+++ DOCUMENT SECTION +++

STALKING

Definition of Stalking

Broadly defined, stalking is a pattern of harassing or threatening behaviors. These behaviors may including following a person, appearing at a person’s home or place of employment, making phone calls, leaving written messages or objects/gifts, sending emails, faxes or letters, and vandalizing a person’s property. Stalking often leads to serious injury or even death of the victim.

Most stalkers are male, and a majority of those who are stalked are women. Although stalking of strangers does occur, in the vast majority of cases, the stalker and victim know each other. Generally, stalker and victim are current or former intimate partners. Women are often stalked by their former partners after they leave or attempt to leave their abuser. From Office of Justice Programs, Stalking and Domestic Violence (1998). Men who stalk former intimate partners are also more likely to be violent than those who stalk strangers. From Stalking Study Shows That Most Stalking Involves Intimates, Seriously Impacts Victims, and Receives an Inadequate Response, Violence Against Women 3-20 (Joan Zorza ed., 2002).

+++ INFORMATION SHOWN +++

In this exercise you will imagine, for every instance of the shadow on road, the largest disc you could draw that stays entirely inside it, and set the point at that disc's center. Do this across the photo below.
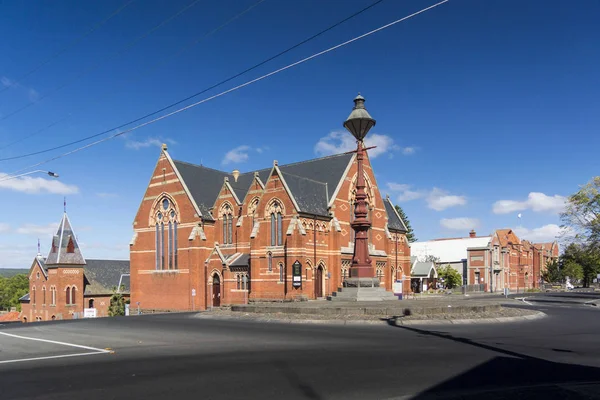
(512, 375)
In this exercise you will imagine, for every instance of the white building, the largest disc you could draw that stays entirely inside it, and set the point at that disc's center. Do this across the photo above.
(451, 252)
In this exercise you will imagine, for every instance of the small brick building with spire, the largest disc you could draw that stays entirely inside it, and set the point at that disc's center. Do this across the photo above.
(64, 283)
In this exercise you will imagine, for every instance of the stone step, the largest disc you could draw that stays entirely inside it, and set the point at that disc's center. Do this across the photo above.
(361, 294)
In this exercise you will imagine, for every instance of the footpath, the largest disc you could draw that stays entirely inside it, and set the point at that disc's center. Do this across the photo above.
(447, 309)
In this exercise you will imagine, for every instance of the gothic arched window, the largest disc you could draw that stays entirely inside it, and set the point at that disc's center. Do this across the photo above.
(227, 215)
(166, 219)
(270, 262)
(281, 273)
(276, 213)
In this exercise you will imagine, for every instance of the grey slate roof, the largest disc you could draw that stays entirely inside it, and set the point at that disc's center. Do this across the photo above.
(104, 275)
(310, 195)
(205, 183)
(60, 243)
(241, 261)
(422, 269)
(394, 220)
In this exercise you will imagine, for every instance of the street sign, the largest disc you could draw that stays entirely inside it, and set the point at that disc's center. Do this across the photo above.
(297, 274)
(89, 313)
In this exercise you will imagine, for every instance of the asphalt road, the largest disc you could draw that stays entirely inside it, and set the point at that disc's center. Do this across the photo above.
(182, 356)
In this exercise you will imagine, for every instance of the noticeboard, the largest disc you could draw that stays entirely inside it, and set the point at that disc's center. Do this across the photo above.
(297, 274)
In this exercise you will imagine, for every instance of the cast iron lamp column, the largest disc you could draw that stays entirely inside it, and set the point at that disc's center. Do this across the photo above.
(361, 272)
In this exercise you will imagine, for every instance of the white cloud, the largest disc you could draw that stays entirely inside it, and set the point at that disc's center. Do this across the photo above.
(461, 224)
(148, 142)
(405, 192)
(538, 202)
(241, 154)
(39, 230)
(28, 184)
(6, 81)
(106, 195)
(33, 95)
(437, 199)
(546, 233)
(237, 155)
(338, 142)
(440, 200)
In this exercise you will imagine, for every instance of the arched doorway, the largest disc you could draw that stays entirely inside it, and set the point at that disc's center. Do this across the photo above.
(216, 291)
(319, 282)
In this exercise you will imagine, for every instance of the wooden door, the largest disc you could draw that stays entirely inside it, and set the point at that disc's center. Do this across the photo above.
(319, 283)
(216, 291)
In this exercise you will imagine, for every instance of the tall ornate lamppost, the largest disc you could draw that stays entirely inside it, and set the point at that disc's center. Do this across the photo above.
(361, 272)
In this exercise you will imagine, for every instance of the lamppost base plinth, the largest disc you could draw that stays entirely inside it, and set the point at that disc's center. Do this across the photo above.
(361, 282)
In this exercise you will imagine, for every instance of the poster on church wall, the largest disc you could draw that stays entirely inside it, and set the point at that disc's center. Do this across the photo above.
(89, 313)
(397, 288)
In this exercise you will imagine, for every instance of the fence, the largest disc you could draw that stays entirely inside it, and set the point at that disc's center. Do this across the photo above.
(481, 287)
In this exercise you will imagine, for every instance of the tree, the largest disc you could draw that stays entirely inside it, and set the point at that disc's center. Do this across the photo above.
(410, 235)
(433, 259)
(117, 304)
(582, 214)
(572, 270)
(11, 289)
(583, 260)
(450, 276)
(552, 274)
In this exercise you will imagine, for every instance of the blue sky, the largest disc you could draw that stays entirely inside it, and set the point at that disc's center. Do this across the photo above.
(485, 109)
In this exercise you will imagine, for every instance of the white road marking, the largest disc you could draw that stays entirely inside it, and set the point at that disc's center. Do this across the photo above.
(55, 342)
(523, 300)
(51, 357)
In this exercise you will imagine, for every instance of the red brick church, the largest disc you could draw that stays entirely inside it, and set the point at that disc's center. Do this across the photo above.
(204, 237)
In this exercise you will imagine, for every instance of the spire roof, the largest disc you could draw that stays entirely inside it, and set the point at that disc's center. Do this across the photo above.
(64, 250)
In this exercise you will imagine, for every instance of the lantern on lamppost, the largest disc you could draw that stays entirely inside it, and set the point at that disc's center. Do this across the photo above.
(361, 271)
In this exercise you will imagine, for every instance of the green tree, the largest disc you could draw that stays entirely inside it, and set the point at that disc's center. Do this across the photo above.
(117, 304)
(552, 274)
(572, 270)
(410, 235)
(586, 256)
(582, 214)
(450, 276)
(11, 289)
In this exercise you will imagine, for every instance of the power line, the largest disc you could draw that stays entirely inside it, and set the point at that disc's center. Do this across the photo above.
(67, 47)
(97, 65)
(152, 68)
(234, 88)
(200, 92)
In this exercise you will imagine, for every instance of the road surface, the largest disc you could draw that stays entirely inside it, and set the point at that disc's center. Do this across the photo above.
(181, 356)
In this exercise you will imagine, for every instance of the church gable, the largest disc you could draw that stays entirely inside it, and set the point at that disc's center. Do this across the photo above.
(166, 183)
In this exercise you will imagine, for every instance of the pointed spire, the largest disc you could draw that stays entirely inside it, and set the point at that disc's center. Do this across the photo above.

+++

-- REQUIRED TASKS --
1 > In the text on stalking, who are the stalker and the victim generally?
2 > Copy the text on stalking word for word from "Broadly defined, stalking" to "of the victim.".
3 > Carry on with the text on stalking, writing what follows its last sentence.

-- OUTPUTS IN ORDER --
1 > Current or former intimate partners.

2 >
Broadly defined, stalking is a pattern of harassing or threatening behaviors. These behaviors may including following a person, appearing at a person’s home or place of employment, making phone calls, leaving written messages or objects/gifts, sending emails, faxes or letters, and vandalizing a person’s property. Stalking often leads to serious injury or even death of the victim.

3 >
Naming these behaviors “stalking” is useful in a number of ways. First, the stalking itself, not just the assault in which it often results, is a form of violence. The batterer is taking specific actions, such as calling or appearing at a place of work, that are designed to intimidate and coerce his former partner. Second, the term “stalking” identifies a pattern of behaviors that often lead to serious or fatal attacks. Identifying the pattern of behavior can therefore be useful in taking steps to prevent an assault. Third, naming this pattern of behaviors helps to convey the seriousness of these behaviors. Stalking is a combination of a number of different kinds of actions, such as telephone calls. Individually, these behaviors may appear to be innocent. Taken together, they indicate the presence of a severe threat to the victim.

Women should document all contact or other incidents involving the stalker (including the time, date, kind of contact and nature of any threat or injury), keep all objects or gifts received from him, and save all messages he may leave (whether recorded or in writing). Verbal communications should be recorded; it is important to write down exactly what the stalker said, even if the words are embarrassing. Women who experience stalking should also engage in safety planning. It may be useful for her to change telephone numbers and keys, to vary her routine (routes to work and home, regularly scheduled activities), and to inform her employer, family and friends that she does not want the stalker to be given her contact information.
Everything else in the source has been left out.